*The data*.
——

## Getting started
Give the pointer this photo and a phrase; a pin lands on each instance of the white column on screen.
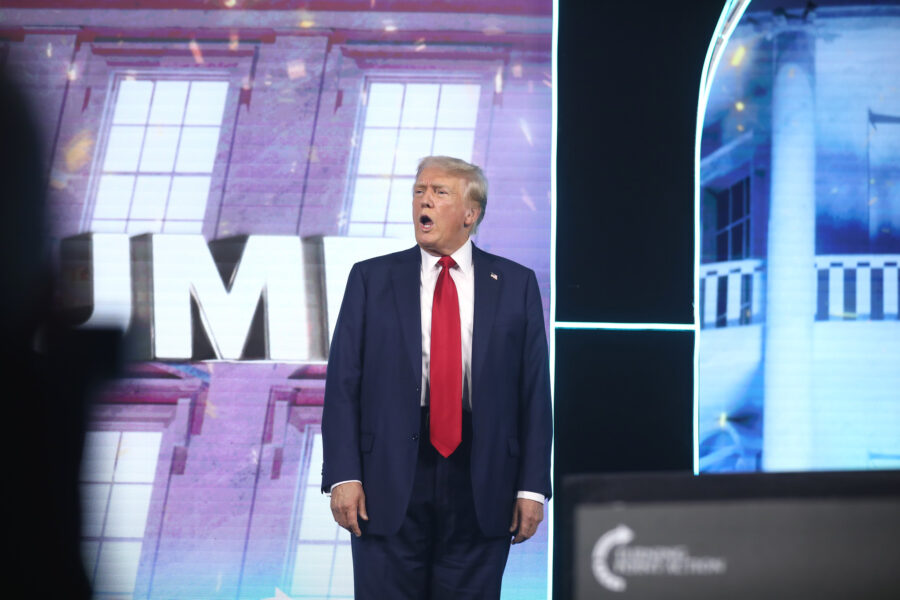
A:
(709, 310)
(890, 292)
(756, 302)
(790, 297)
(863, 292)
(733, 298)
(836, 292)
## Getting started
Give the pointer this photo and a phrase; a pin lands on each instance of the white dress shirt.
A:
(463, 275)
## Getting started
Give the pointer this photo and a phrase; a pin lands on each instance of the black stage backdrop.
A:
(629, 80)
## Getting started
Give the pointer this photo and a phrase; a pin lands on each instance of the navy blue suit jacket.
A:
(370, 424)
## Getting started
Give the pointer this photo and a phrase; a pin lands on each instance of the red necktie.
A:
(446, 364)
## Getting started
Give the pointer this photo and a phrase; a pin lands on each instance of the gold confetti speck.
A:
(296, 69)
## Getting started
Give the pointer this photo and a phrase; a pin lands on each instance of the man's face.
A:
(442, 216)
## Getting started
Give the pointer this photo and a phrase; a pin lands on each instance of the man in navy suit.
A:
(437, 423)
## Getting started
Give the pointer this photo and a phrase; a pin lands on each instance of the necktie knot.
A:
(447, 262)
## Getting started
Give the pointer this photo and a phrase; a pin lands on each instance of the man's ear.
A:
(472, 214)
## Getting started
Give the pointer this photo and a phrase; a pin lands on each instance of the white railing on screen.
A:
(875, 292)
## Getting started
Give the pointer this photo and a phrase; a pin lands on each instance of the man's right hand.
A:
(347, 501)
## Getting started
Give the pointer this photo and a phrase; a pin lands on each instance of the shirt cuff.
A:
(341, 483)
(527, 495)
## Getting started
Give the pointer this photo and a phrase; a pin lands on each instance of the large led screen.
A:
(799, 339)
(215, 170)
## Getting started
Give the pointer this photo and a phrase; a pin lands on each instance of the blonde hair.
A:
(476, 182)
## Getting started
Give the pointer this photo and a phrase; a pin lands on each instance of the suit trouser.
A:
(439, 551)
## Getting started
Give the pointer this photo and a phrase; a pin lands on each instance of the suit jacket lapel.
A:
(487, 294)
(406, 276)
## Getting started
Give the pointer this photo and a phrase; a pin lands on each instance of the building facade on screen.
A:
(214, 175)
(800, 244)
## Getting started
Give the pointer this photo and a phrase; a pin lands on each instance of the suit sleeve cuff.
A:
(341, 483)
(527, 495)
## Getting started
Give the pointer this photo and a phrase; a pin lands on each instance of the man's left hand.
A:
(527, 515)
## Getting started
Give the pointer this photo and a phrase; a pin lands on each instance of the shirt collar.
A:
(462, 257)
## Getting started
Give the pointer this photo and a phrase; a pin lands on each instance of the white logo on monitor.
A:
(613, 558)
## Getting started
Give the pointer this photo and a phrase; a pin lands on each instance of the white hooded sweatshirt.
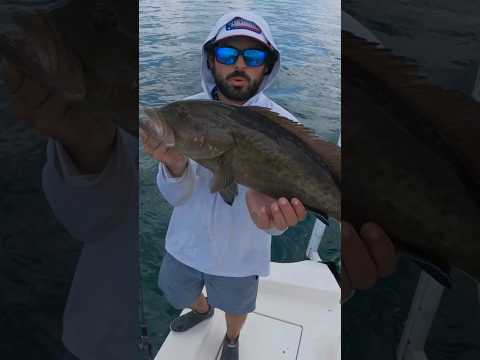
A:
(205, 232)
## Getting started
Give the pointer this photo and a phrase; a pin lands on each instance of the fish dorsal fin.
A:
(327, 152)
(449, 113)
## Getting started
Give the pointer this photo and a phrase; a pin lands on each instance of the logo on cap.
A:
(239, 23)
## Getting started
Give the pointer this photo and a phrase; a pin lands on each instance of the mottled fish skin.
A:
(408, 164)
(256, 148)
(81, 53)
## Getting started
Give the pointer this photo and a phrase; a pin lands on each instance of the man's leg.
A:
(234, 325)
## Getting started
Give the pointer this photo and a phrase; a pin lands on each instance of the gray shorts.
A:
(182, 285)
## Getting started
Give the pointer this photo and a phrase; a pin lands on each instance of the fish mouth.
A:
(153, 123)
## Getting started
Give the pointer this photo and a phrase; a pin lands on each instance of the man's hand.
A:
(174, 161)
(266, 212)
(366, 257)
(87, 137)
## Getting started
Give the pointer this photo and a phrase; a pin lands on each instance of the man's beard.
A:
(234, 92)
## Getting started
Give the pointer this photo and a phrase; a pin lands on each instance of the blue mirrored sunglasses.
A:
(229, 56)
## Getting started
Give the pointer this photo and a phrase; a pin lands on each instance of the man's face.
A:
(238, 82)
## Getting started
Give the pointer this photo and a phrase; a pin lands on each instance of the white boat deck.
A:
(297, 317)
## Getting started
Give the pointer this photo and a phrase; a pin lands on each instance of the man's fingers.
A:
(356, 259)
(299, 209)
(288, 212)
(31, 94)
(277, 216)
(380, 247)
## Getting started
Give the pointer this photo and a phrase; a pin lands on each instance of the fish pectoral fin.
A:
(229, 193)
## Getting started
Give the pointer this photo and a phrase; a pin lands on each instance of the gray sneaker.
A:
(189, 320)
(229, 349)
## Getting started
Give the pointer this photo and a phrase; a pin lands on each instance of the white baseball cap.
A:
(242, 27)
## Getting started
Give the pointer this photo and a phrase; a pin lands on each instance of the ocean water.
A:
(171, 34)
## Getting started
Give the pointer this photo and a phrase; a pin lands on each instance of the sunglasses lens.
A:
(254, 57)
(225, 55)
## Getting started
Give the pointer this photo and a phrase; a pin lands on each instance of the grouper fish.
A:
(410, 159)
(252, 146)
(83, 51)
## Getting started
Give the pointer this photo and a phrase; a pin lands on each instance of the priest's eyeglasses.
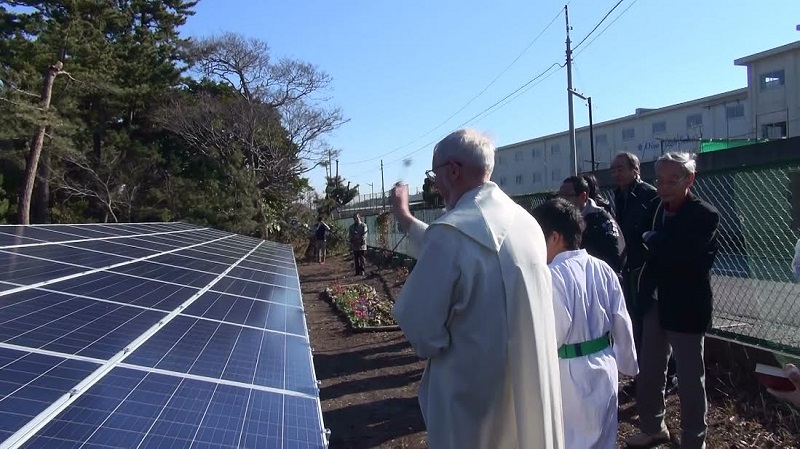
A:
(430, 174)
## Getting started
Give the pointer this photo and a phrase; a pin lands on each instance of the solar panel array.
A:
(162, 335)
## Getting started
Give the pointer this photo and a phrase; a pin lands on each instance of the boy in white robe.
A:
(590, 314)
(478, 306)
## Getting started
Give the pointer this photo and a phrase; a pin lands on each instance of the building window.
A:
(772, 80)
(628, 134)
(774, 130)
(734, 111)
(694, 121)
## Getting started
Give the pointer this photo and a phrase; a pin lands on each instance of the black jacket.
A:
(602, 237)
(679, 258)
(634, 213)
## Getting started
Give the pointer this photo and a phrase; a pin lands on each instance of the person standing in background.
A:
(590, 313)
(635, 204)
(320, 238)
(479, 307)
(357, 235)
(677, 303)
(602, 237)
(594, 193)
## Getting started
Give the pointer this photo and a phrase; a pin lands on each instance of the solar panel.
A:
(152, 335)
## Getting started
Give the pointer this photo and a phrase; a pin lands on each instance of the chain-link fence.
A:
(756, 300)
(755, 297)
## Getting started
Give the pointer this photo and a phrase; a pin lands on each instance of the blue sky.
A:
(402, 69)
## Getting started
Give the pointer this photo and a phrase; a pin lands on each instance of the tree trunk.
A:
(41, 203)
(32, 162)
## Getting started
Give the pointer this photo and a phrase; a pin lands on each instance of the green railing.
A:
(756, 300)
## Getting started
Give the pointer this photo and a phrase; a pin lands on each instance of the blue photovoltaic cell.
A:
(13, 240)
(250, 312)
(175, 275)
(71, 325)
(108, 230)
(31, 382)
(136, 409)
(200, 253)
(80, 232)
(225, 249)
(113, 247)
(285, 269)
(257, 290)
(188, 262)
(271, 251)
(37, 232)
(245, 339)
(191, 238)
(26, 270)
(158, 243)
(230, 353)
(66, 254)
(128, 290)
(261, 276)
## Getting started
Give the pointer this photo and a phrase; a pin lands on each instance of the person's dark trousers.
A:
(630, 282)
(358, 260)
(687, 348)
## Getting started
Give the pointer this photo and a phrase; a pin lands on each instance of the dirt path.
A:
(369, 381)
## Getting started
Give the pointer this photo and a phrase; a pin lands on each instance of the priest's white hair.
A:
(469, 147)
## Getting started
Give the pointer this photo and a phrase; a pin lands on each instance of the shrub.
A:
(362, 305)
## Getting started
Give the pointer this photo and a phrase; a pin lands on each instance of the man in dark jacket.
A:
(676, 299)
(602, 237)
(635, 202)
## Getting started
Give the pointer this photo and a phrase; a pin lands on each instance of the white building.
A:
(769, 107)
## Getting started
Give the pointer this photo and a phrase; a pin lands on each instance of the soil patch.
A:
(369, 381)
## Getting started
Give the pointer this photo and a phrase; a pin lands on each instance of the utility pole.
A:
(329, 167)
(383, 188)
(573, 150)
(591, 124)
(591, 134)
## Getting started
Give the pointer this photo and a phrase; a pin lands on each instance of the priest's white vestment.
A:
(588, 303)
(478, 306)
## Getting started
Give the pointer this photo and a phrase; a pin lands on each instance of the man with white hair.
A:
(676, 302)
(478, 306)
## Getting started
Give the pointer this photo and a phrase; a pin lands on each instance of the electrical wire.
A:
(535, 39)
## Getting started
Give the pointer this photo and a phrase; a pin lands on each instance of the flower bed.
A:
(362, 307)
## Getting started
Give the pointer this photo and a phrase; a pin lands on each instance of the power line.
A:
(525, 90)
(535, 39)
(598, 25)
(607, 27)
(427, 145)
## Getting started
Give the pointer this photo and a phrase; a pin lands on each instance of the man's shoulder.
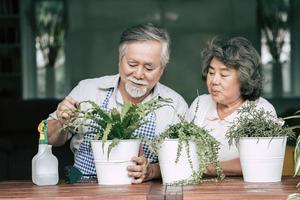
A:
(166, 92)
(101, 82)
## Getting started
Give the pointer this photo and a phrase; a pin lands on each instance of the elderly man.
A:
(143, 55)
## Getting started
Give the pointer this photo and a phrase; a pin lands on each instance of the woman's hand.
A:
(142, 171)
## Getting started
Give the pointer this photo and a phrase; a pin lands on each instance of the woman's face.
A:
(223, 83)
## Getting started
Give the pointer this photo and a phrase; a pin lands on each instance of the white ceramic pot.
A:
(181, 170)
(262, 158)
(124, 151)
(113, 171)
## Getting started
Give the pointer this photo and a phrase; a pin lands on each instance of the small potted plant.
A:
(114, 143)
(184, 152)
(296, 196)
(261, 140)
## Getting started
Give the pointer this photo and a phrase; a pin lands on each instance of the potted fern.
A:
(296, 196)
(184, 152)
(114, 143)
(261, 140)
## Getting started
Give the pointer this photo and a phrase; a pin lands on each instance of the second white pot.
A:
(113, 170)
(262, 158)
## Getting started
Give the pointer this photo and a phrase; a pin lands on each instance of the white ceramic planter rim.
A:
(258, 138)
(126, 140)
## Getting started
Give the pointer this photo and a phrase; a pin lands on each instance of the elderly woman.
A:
(231, 71)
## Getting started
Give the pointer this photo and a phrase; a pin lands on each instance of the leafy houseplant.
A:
(256, 132)
(112, 145)
(296, 196)
(187, 135)
(113, 125)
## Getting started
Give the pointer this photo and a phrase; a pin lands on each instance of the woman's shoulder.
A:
(202, 100)
(265, 104)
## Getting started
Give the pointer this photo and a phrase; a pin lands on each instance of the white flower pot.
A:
(113, 170)
(172, 171)
(262, 158)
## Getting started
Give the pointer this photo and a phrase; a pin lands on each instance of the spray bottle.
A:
(44, 163)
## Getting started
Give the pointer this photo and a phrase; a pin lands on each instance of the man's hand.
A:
(65, 108)
(140, 171)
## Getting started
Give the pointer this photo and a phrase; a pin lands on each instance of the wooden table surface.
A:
(230, 188)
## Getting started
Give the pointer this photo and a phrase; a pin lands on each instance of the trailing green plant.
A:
(254, 122)
(207, 148)
(295, 196)
(112, 125)
(297, 147)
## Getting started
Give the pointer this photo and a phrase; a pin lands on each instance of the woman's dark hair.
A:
(237, 53)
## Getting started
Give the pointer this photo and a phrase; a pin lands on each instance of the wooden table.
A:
(230, 188)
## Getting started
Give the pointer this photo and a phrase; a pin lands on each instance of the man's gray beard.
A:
(135, 92)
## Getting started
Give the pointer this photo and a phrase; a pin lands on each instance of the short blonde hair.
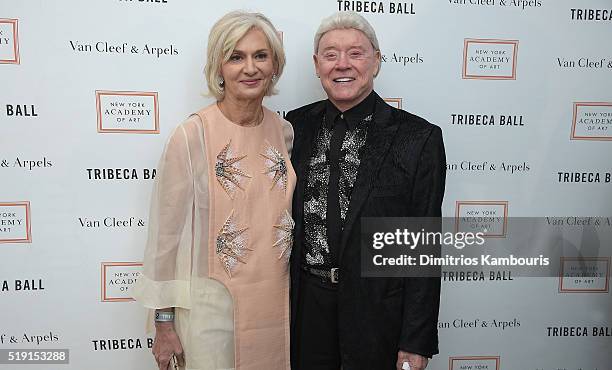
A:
(224, 36)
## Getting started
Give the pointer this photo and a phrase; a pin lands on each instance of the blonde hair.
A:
(224, 36)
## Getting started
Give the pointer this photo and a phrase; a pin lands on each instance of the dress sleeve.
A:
(288, 135)
(165, 281)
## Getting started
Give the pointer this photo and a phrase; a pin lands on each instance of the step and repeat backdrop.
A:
(90, 91)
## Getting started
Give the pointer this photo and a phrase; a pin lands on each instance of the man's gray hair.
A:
(346, 20)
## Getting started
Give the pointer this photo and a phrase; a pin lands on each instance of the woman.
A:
(220, 232)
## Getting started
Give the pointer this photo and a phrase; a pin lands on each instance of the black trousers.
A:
(316, 345)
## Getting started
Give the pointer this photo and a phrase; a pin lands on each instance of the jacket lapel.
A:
(380, 135)
(308, 130)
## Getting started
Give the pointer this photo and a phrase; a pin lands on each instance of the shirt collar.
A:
(353, 116)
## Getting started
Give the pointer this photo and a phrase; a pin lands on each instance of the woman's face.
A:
(249, 70)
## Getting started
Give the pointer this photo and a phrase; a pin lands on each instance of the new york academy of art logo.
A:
(117, 278)
(592, 121)
(474, 362)
(584, 275)
(9, 41)
(489, 59)
(15, 222)
(131, 112)
(489, 217)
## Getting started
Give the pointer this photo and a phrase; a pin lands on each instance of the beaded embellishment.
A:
(231, 244)
(284, 235)
(228, 171)
(276, 168)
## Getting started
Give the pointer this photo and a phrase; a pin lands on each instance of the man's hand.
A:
(417, 362)
(166, 344)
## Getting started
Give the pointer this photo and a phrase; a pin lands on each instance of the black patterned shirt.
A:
(332, 171)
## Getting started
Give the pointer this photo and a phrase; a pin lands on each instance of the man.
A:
(356, 156)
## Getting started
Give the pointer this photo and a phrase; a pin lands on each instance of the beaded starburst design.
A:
(276, 168)
(228, 171)
(231, 244)
(284, 235)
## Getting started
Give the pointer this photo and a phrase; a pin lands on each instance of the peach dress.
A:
(220, 237)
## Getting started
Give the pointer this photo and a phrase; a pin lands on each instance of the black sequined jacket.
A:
(402, 173)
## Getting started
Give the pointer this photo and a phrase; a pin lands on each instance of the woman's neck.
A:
(243, 113)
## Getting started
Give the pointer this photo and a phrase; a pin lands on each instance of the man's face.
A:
(346, 62)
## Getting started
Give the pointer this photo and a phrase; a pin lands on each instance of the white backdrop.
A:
(90, 90)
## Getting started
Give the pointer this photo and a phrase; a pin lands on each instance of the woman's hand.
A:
(166, 344)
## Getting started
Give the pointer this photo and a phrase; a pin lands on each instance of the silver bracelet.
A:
(164, 316)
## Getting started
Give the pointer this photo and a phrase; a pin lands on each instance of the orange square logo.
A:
(128, 112)
(117, 279)
(9, 41)
(486, 59)
(394, 102)
(584, 275)
(482, 216)
(15, 224)
(474, 362)
(592, 121)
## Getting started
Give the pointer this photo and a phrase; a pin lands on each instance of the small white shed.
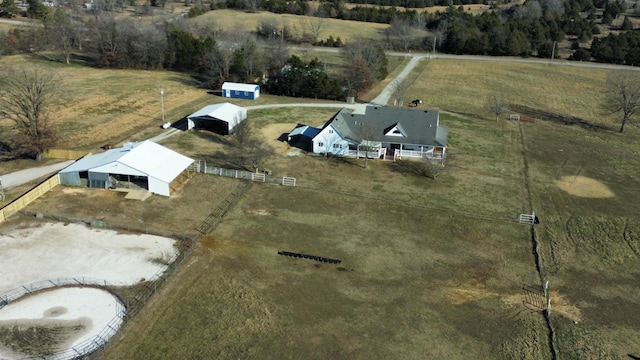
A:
(219, 118)
(240, 91)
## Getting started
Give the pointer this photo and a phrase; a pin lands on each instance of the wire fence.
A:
(210, 222)
(130, 298)
(264, 176)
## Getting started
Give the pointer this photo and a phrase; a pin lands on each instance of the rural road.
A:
(23, 176)
(20, 177)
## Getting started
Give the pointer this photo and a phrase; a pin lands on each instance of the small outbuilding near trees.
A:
(240, 91)
(145, 164)
(219, 118)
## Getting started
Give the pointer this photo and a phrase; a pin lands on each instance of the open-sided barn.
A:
(146, 164)
(240, 91)
(219, 118)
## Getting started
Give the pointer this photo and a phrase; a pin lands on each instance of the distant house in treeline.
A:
(240, 91)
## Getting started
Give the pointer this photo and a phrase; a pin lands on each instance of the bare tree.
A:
(26, 97)
(497, 104)
(61, 32)
(623, 96)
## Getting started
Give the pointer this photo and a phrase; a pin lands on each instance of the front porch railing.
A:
(399, 154)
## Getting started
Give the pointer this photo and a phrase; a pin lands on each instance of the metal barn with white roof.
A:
(146, 164)
(240, 91)
(219, 118)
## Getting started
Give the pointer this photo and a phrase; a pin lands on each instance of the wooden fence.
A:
(65, 154)
(26, 199)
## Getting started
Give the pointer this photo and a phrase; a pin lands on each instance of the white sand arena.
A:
(70, 316)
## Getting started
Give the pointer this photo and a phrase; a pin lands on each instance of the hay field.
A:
(462, 86)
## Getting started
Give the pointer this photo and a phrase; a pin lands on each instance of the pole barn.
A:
(219, 118)
(145, 165)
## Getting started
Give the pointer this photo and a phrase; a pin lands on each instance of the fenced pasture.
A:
(264, 176)
(423, 261)
(430, 269)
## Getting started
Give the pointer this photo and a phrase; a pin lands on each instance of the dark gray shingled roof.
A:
(420, 126)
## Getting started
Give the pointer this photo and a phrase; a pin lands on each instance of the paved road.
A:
(20, 23)
(24, 176)
(21, 177)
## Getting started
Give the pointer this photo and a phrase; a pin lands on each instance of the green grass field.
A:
(430, 269)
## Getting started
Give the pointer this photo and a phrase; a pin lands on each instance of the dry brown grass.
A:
(463, 86)
(345, 29)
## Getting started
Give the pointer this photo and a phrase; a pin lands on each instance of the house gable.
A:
(395, 130)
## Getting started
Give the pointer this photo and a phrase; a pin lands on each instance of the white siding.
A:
(159, 187)
(329, 141)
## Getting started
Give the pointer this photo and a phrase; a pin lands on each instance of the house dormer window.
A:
(395, 130)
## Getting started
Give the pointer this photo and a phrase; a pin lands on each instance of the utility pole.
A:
(162, 101)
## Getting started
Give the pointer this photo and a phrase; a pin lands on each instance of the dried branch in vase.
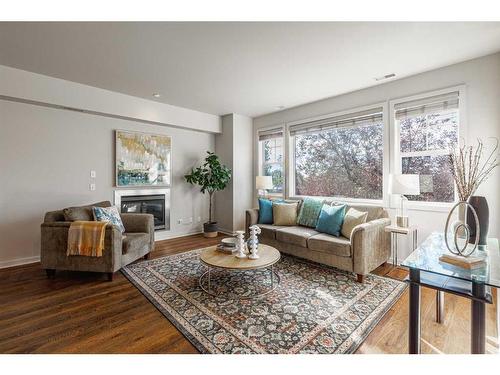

——

*What is expected*.
Reproduce every line from the listing above that holds the word "dark".

*Reply to the exercise*.
Give the pointer this photo and a phrase; a pin lands on each instance of the person's dark trousers.
Give the pointer this photo and a phrase; a pin lands on each instance of the man in dark jacket.
Give the pointer this photo and a phrase; a pin lands on each instance of the woman's dark hair.
Give the pointer this photo and a phrase; a pin lands on each instance of the dark gray shingled roof.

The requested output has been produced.